WHAT TO WORK ON
Quote the listing in full, exactly as given, minus any pictures.

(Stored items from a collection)
#####
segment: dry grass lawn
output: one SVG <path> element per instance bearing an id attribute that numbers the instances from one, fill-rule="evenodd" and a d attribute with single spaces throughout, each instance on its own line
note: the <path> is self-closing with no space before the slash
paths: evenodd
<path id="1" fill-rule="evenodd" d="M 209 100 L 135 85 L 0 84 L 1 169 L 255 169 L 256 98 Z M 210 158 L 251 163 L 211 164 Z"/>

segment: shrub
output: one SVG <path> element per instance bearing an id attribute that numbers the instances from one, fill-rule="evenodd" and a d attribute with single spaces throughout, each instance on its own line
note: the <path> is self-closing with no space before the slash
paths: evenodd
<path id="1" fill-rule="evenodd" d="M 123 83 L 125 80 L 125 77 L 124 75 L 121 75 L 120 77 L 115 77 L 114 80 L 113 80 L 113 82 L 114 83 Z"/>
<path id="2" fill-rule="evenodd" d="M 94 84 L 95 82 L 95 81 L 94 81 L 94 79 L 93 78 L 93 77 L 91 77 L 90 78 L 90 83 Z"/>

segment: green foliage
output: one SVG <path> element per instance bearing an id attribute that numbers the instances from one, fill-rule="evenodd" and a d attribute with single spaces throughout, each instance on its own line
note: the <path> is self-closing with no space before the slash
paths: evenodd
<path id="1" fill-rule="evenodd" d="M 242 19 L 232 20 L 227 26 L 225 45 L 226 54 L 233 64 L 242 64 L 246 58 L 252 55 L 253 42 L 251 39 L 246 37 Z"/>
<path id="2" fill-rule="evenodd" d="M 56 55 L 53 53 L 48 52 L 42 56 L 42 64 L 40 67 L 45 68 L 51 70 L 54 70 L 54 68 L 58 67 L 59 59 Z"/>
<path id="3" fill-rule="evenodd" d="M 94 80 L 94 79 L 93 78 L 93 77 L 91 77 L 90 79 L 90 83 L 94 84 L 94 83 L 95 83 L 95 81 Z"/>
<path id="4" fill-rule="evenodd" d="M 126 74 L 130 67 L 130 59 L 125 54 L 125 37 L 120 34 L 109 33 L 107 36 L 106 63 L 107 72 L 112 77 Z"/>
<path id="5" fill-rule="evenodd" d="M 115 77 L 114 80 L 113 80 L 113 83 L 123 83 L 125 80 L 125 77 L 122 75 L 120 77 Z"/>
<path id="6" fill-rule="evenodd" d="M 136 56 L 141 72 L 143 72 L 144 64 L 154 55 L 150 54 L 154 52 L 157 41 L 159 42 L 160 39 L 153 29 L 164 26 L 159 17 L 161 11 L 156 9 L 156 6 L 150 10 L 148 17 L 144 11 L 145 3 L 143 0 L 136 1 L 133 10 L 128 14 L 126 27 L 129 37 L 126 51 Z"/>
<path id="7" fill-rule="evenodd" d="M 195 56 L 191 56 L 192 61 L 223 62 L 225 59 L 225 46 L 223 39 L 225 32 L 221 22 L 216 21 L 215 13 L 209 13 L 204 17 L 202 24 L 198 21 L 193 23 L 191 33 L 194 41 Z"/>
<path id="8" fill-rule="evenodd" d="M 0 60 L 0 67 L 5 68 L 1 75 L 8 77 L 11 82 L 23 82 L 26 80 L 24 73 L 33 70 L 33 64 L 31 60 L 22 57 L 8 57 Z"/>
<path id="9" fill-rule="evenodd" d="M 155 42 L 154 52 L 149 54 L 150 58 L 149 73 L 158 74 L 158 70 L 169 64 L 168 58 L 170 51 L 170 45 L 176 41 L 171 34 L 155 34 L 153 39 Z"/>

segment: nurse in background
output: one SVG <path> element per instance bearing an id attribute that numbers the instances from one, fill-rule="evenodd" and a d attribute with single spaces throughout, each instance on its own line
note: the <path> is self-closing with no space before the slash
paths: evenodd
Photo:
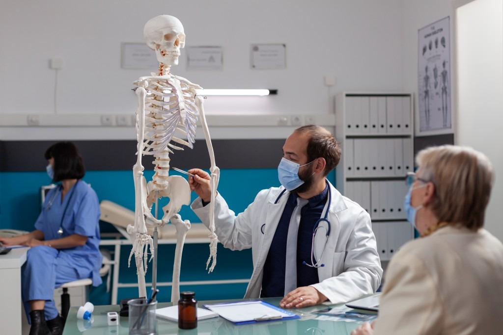
<path id="1" fill-rule="evenodd" d="M 102 283 L 99 270 L 100 206 L 96 192 L 81 180 L 86 170 L 75 145 L 51 146 L 45 152 L 49 176 L 58 186 L 49 191 L 35 230 L 13 238 L 0 238 L 6 245 L 31 247 L 22 268 L 22 296 L 29 315 L 30 335 L 62 334 L 63 324 L 53 298 L 64 283 L 92 278 Z"/>

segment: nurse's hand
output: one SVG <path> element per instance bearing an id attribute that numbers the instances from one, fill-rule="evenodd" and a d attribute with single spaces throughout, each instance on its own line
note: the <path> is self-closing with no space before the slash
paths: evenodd
<path id="1" fill-rule="evenodd" d="M 14 244 L 11 242 L 12 240 L 10 237 L 0 237 L 0 243 L 4 246 L 12 246 Z"/>
<path id="2" fill-rule="evenodd" d="M 36 247 L 37 246 L 43 246 L 44 245 L 44 242 L 40 241 L 40 240 L 37 240 L 36 239 L 32 239 L 25 244 L 25 246 L 28 246 L 28 247 Z"/>
<path id="3" fill-rule="evenodd" d="M 301 308 L 314 306 L 326 301 L 328 298 L 312 286 L 298 287 L 280 301 L 280 307 Z"/>
<path id="4" fill-rule="evenodd" d="M 0 243 L 4 246 L 17 246 L 24 244 L 30 238 L 27 235 L 20 235 L 14 237 L 0 237 Z"/>
<path id="5" fill-rule="evenodd" d="M 372 335 L 374 333 L 374 323 L 364 322 L 351 332 L 351 335 Z"/>
<path id="6" fill-rule="evenodd" d="M 205 202 L 209 202 L 211 200 L 210 175 L 201 169 L 191 169 L 187 172 L 194 175 L 193 177 L 189 178 L 191 190 L 195 191 Z"/>

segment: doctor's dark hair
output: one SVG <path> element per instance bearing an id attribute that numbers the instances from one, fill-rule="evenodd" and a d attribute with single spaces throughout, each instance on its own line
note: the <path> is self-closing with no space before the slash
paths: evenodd
<path id="1" fill-rule="evenodd" d="M 309 139 L 307 142 L 307 161 L 323 157 L 326 165 L 323 175 L 326 176 L 333 170 L 341 160 L 341 146 L 330 132 L 319 126 L 308 125 L 295 130 L 297 134 L 307 134 Z"/>
<path id="2" fill-rule="evenodd" d="M 86 174 L 86 168 L 78 149 L 70 142 L 58 142 L 49 147 L 44 155 L 45 159 L 54 159 L 55 182 L 64 179 L 81 179 Z"/>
#####
RESULT
segment: dry grass lawn
output: one SVG <path> element per instance bearing an id attribute that numbers the instances from one, fill-rule="evenodd" and a d attribute with single spaces throughout, each instance on its own line
note: the <path> is self-closing with no space before the slash
paths: evenodd
<path id="1" fill-rule="evenodd" d="M 209 100 L 135 85 L 0 84 L 1 169 L 255 169 L 256 98 Z M 210 158 L 251 163 L 211 164 Z"/>

segment: shrub
output: one SVG <path> element per instance bearing an id attribute that numbers the instances from one, fill-rule="evenodd" and a d attribute with single spaces throughout, each instance on its own line
note: the <path> is self-closing with no space before the slash
paths: evenodd
<path id="1" fill-rule="evenodd" d="M 123 83 L 125 80 L 125 77 L 124 75 L 121 75 L 120 77 L 115 77 L 114 80 L 113 80 L 113 82 L 114 83 Z"/>
<path id="2" fill-rule="evenodd" d="M 94 84 L 95 82 L 95 81 L 94 81 L 94 79 L 93 78 L 93 77 L 91 77 L 90 78 L 90 83 Z"/>

segment: green foliage
output: one SVG <path> element per instance bearing an id attribute that numbers the instances from one, fill-rule="evenodd" and a d attribute with single spaces throughout, each instance on its own line
note: the <path> is self-closing with no space before the slash
paths: evenodd
<path id="1" fill-rule="evenodd" d="M 242 19 L 232 20 L 227 26 L 225 45 L 226 54 L 233 64 L 242 64 L 246 58 L 252 55 L 253 42 L 251 39 L 246 37 Z"/>
<path id="2" fill-rule="evenodd" d="M 56 55 L 53 53 L 48 52 L 42 56 L 42 64 L 40 67 L 45 68 L 51 70 L 54 70 L 54 68 L 58 67 L 59 59 Z"/>
<path id="3" fill-rule="evenodd" d="M 94 80 L 94 79 L 93 78 L 93 77 L 91 77 L 90 79 L 90 83 L 94 84 L 94 83 L 95 83 L 95 81 Z"/>
<path id="4" fill-rule="evenodd" d="M 126 74 L 130 67 L 130 59 L 125 54 L 125 37 L 120 34 L 109 33 L 107 36 L 106 63 L 107 72 L 112 77 Z"/>
<path id="5" fill-rule="evenodd" d="M 115 77 L 114 80 L 113 80 L 113 83 L 123 83 L 125 80 L 125 77 L 122 75 L 120 77 Z"/>
<path id="6" fill-rule="evenodd" d="M 136 56 L 141 72 L 143 72 L 144 64 L 154 55 L 150 54 L 154 52 L 157 41 L 159 42 L 160 39 L 153 29 L 164 26 L 159 17 L 161 11 L 156 9 L 156 6 L 150 10 L 148 17 L 144 11 L 145 3 L 143 0 L 136 1 L 133 10 L 128 14 L 126 27 L 129 37 L 126 51 Z"/>
<path id="7" fill-rule="evenodd" d="M 195 56 L 191 56 L 192 61 L 223 62 L 225 59 L 225 46 L 223 39 L 225 32 L 221 22 L 216 21 L 215 13 L 209 13 L 204 17 L 202 24 L 198 21 L 193 23 L 191 33 L 194 41 Z"/>
<path id="8" fill-rule="evenodd" d="M 0 60 L 0 67 L 5 68 L 1 75 L 8 77 L 11 82 L 23 82 L 26 80 L 24 73 L 33 70 L 33 64 L 31 60 L 22 57 L 8 57 Z"/>
<path id="9" fill-rule="evenodd" d="M 155 42 L 154 52 L 149 54 L 150 58 L 149 73 L 158 74 L 158 70 L 169 64 L 168 58 L 170 51 L 170 45 L 176 41 L 171 34 L 155 34 L 153 39 Z"/>

segment: nurse in background
output: one SVG <path> element per instance bearing an id attribute that numbers the instances from one, fill-rule="evenodd" and a d attribute with single spaces throughout, each instance on its own line
note: the <path> is self-closing with no space before the slash
paths: evenodd
Photo:
<path id="1" fill-rule="evenodd" d="M 102 283 L 99 270 L 100 206 L 96 192 L 81 180 L 86 170 L 75 145 L 51 146 L 45 152 L 49 176 L 58 186 L 49 191 L 35 230 L 13 238 L 0 238 L 6 245 L 31 247 L 22 268 L 22 296 L 29 315 L 30 335 L 62 334 L 63 324 L 53 298 L 64 283 L 92 278 Z"/>

segment: nurse's hand
output: one SVG <path> element per instance bearing an id attribute that numbers the instances from one, fill-rule="evenodd" and a d attribute with single spaces throughout, each instance on its own line
note: the <path> is self-closing with no space before the slash
paths: evenodd
<path id="1" fill-rule="evenodd" d="M 14 244 L 11 242 L 12 240 L 10 237 L 0 237 L 0 243 L 4 246 L 12 246 Z"/>
<path id="2" fill-rule="evenodd" d="M 36 247 L 37 246 L 43 246 L 44 245 L 44 242 L 40 241 L 40 240 L 37 240 L 36 239 L 32 239 L 25 244 L 25 246 L 28 246 L 28 247 Z"/>
<path id="3" fill-rule="evenodd" d="M 301 308 L 314 306 L 326 301 L 328 298 L 312 286 L 298 287 L 280 301 L 280 307 Z"/>
<path id="4" fill-rule="evenodd" d="M 0 243 L 4 246 L 17 246 L 24 244 L 30 238 L 27 235 L 20 235 L 14 237 L 0 237 Z"/>
<path id="5" fill-rule="evenodd" d="M 372 335 L 374 333 L 374 323 L 364 322 L 351 332 L 351 335 Z"/>
<path id="6" fill-rule="evenodd" d="M 205 202 L 209 202 L 211 200 L 210 175 L 201 169 L 191 169 L 187 172 L 194 175 L 193 177 L 189 178 L 191 190 L 195 191 Z"/>

segment: doctor's dark hair
output: one SVG <path> element per instance bearing an id attribute that numbers the instances from one, fill-rule="evenodd" and a d attribute with single spaces throughout, each instance on its own line
note: the <path> is self-closing with no space before the slash
paths: evenodd
<path id="1" fill-rule="evenodd" d="M 309 139 L 307 142 L 307 161 L 323 157 L 326 165 L 323 175 L 326 176 L 333 170 L 341 160 L 341 146 L 330 132 L 319 126 L 308 125 L 295 130 L 297 134 L 307 134 Z"/>
<path id="2" fill-rule="evenodd" d="M 86 174 L 86 168 L 78 149 L 70 142 L 58 142 L 49 147 L 44 155 L 45 159 L 54 159 L 55 182 L 64 179 L 81 179 Z"/>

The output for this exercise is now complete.